FRAGMENTO DEL DOCUMENTO
● ● ● ● ●

No quiero lamentarme, ni llorar, ni parecer una triste que va quejándose por las esquinas, porque cuando me pongo así me caigo mal a mí misma.
Pero esto es lo que es.
Mi hijo aún no ha cumplido los diez años, no llega a treinta kilos y ya no puedo con él.
Sus, llamémosle peculiaridades, cada vez se encuentran más exacerbadas. Se han incrementado los episodios de crisis, de negativismo, de rabietas..
No acabamos de identificar los detonantes, lo cual nos complica la anticipación y la adopción de estrategias.
Salir a la calle a, simplemente recoger a sus hermanos del colegio es misión imposible. He de pagar un servicio de aula matinal para poder ir más tarde cuando ya no haya alumnos porque no puede enfrentarse a una multitud. El estrés auditivo y visual es demasiado para él. (HOLA AUTISMO).
No podemos dar dos pasos sin que se tire al suelo y se haga un ovillo. No soporta ver gente en la misma acera, en el portal, en un paso de peatones. Y no son pocas las veces que yo voy detrás, lógicamente.
Imaginad la situación: se tensan todos los músculos, se pone rígido y, a ver cómo lo mueves. Ya he optado por ponerme ropa hiper cómoda para no ir dando una alegría cada vez que me agacho con falda…
Si alguien se para a saludarme empieza a gritar, a pegarme en el antebrazo, a agarrarme con fuerza, a tirarme del pelo y, últimamente, a morderme. Mi brazo con hematomas es un ejemplo visible. Y, a los dos segundos, una vez que me disculpo por no poder atender a esa persona, se levanta, como si nada, sonríe y le dice adiós con la mano mientras no deja de mantener el contacto visual hasta que se cerciora de que ya no se encuentra dentro de su «radio de acción».

● ● ● ● ●

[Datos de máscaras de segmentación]
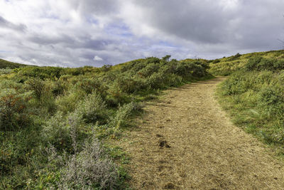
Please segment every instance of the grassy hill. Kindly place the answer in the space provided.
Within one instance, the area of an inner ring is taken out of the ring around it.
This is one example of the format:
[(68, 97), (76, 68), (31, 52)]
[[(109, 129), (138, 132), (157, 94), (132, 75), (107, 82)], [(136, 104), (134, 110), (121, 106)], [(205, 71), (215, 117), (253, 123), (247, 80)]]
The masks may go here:
[(165, 56), (0, 73), (0, 189), (127, 189), (127, 157), (104, 142), (119, 140), (141, 102), (212, 77), (207, 68)]
[(238, 54), (210, 66), (229, 75), (218, 95), (234, 123), (284, 158), (284, 51)]
[(241, 55), (236, 54), (227, 58), (209, 60), (209, 72), (214, 75), (229, 75), (244, 68), (249, 58), (261, 56), (266, 58), (281, 59), (284, 58), (284, 51), (256, 52)]
[(10, 62), (4, 59), (0, 59), (0, 68), (17, 68), (26, 67), (27, 65)]

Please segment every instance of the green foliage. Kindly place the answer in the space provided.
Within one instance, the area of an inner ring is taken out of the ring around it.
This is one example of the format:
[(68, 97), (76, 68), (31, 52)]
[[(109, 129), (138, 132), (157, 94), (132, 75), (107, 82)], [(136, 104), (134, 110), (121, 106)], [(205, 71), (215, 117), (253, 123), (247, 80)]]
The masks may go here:
[(271, 68), (273, 63), (267, 60), (251, 57), (246, 70), (252, 71), (231, 75), (218, 94), (236, 124), (284, 154), (283, 73)]
[(106, 115), (107, 115), (106, 112), (105, 102), (96, 91), (79, 102), (75, 110), (75, 112), (81, 115), (86, 123), (95, 123), (105, 120)]
[(170, 58), (0, 70), (0, 189), (125, 189), (126, 171), (93, 135), (119, 138), (139, 101), (209, 75), (204, 60)]
[(212, 60), (209, 73), (215, 75), (229, 75), (234, 72), (246, 70), (280, 70), (284, 68), (284, 51), (236, 54), (229, 58)]

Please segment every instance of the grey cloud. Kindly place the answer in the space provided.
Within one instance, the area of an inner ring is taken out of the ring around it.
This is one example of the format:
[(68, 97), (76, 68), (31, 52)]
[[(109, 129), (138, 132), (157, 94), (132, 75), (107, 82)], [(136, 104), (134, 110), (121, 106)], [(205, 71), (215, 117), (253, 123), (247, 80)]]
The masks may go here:
[(18, 31), (24, 31), (26, 29), (26, 26), (24, 24), (14, 24), (4, 17), (0, 16), (0, 27), (7, 28)]
[[(64, 12), (64, 19), (50, 19), (50, 15), (44, 18), (48, 12), (60, 15), (58, 10), (48, 9), (55, 4), (31, 9), (31, 12), (40, 12), (42, 18), (32, 14), (25, 19), (26, 26), (0, 16), (0, 27), (11, 30), (9, 33), (0, 30), (0, 51), (4, 51), (0, 58), (40, 65), (101, 66), (165, 54), (178, 59), (215, 58), (283, 46), (277, 40), (284, 40), (283, 0), (64, 2), (66, 10), (75, 11), (75, 19), (68, 19), (69, 12)], [(136, 11), (127, 8), (130, 4)], [(124, 11), (128, 12), (126, 16)], [(28, 16), (24, 12), (18, 14), (19, 18)], [(13, 53), (5, 53), (7, 51)], [(95, 56), (103, 60), (94, 60)]]

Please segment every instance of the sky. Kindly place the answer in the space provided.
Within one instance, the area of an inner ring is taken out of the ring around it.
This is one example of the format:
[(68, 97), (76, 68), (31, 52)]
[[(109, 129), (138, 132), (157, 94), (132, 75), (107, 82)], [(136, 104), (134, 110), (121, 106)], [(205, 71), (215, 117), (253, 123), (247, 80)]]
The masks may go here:
[(0, 0), (0, 58), (100, 67), (282, 49), (283, 0)]

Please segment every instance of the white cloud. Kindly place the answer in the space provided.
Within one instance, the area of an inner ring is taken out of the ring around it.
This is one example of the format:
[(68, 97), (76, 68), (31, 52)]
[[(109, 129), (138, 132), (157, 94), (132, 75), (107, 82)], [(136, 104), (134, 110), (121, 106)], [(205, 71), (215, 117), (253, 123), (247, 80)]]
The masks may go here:
[(102, 59), (102, 58), (99, 57), (98, 56), (95, 56), (94, 57), (94, 60), (98, 60), (98, 61), (103, 60), (103, 59)]
[(214, 58), (282, 48), (284, 38), (282, 0), (11, 0), (0, 7), (0, 58), (43, 65)]

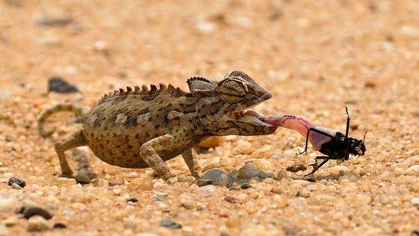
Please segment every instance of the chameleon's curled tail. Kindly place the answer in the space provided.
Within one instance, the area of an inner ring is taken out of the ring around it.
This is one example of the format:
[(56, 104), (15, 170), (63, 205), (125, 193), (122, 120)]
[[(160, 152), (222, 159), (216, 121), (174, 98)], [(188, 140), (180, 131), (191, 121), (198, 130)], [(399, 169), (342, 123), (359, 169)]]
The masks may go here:
[(75, 104), (60, 103), (42, 111), (37, 117), (37, 130), (41, 137), (48, 137), (54, 133), (54, 128), (48, 130), (44, 129), (44, 124), (48, 117), (59, 112), (70, 112), (74, 113), (77, 118), (79, 118), (87, 112), (87, 109)]

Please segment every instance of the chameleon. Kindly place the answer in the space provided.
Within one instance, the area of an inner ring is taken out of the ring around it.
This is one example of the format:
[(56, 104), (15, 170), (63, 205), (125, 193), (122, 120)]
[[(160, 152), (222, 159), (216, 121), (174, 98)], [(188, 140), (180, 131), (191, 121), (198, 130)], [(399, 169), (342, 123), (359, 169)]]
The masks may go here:
[[(191, 77), (187, 83), (189, 92), (171, 84), (127, 87), (104, 95), (91, 108), (67, 103), (42, 111), (37, 118), (42, 137), (54, 132), (44, 126), (58, 112), (74, 113), (81, 124), (54, 144), (60, 176), (73, 176), (65, 152), (87, 146), (111, 165), (151, 167), (168, 184), (194, 181), (202, 175), (193, 151), (200, 142), (211, 136), (266, 135), (278, 127), (249, 110), (272, 95), (244, 72), (232, 71), (219, 79)], [(165, 162), (179, 155), (191, 176), (178, 176)]]

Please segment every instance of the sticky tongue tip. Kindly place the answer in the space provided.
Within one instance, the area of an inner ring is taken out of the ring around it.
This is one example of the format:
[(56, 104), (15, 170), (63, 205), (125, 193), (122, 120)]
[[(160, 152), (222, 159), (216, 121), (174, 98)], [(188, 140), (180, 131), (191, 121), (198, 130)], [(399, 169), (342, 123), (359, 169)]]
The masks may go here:
[(250, 115), (250, 116), (252, 116), (252, 117), (255, 117), (256, 118), (264, 118), (264, 117), (265, 117), (264, 115), (262, 115), (262, 114), (260, 114), (260, 113), (259, 113), (257, 112), (255, 112), (254, 110), (246, 110), (246, 112), (244, 112), (243, 115)]
[(260, 117), (259, 119), (264, 123), (268, 124), (273, 126), (280, 126), (280, 119), (277, 117)]

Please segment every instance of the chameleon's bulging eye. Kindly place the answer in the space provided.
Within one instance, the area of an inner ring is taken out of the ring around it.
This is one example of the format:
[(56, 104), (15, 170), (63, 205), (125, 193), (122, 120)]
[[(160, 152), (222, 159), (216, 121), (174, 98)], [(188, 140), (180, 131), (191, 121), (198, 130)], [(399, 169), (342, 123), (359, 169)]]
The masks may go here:
[(361, 150), (361, 148), (359, 146), (357, 146), (355, 148), (355, 151), (358, 153), (358, 154), (362, 154), (362, 151)]
[(247, 85), (238, 79), (228, 79), (221, 85), (221, 99), (229, 103), (237, 103), (243, 100), (248, 93)]

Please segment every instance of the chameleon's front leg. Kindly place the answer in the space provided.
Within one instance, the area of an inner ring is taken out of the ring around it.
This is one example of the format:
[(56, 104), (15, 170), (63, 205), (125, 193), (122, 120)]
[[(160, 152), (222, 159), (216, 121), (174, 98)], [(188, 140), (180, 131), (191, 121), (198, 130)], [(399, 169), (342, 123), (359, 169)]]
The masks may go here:
[(157, 154), (158, 151), (176, 144), (176, 138), (171, 135), (166, 134), (155, 137), (141, 146), (141, 158), (168, 184), (176, 182), (192, 182), (195, 179), (191, 176), (189, 176), (190, 178), (177, 177), (170, 171), (167, 164)]
[(188, 166), (188, 169), (189, 169), (189, 171), (191, 171), (192, 176), (195, 177), (196, 179), (200, 178), (202, 177), (201, 169), (199, 166), (199, 163), (198, 163), (196, 156), (192, 151), (192, 149), (184, 151), (183, 153), (182, 153), (182, 156), (183, 157), (185, 162)]

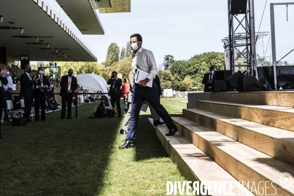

● ● ● ● ●

ORDEN DE TRABAJO
Explica en una a tres oraciones por qué quien narra el fragmento del documento paga un servicio de aula matinal. El listado no hace falta para resolver la tarea.

RESPUESTA A LA TAREA
Lo paga para poder ir más tarde a recoger a los hermanos del colegio, cuando ya no haya alumnos. Su hijo no puede enfrentarse a una multitud, porque el estrés auditivo y visual es demasiado para él.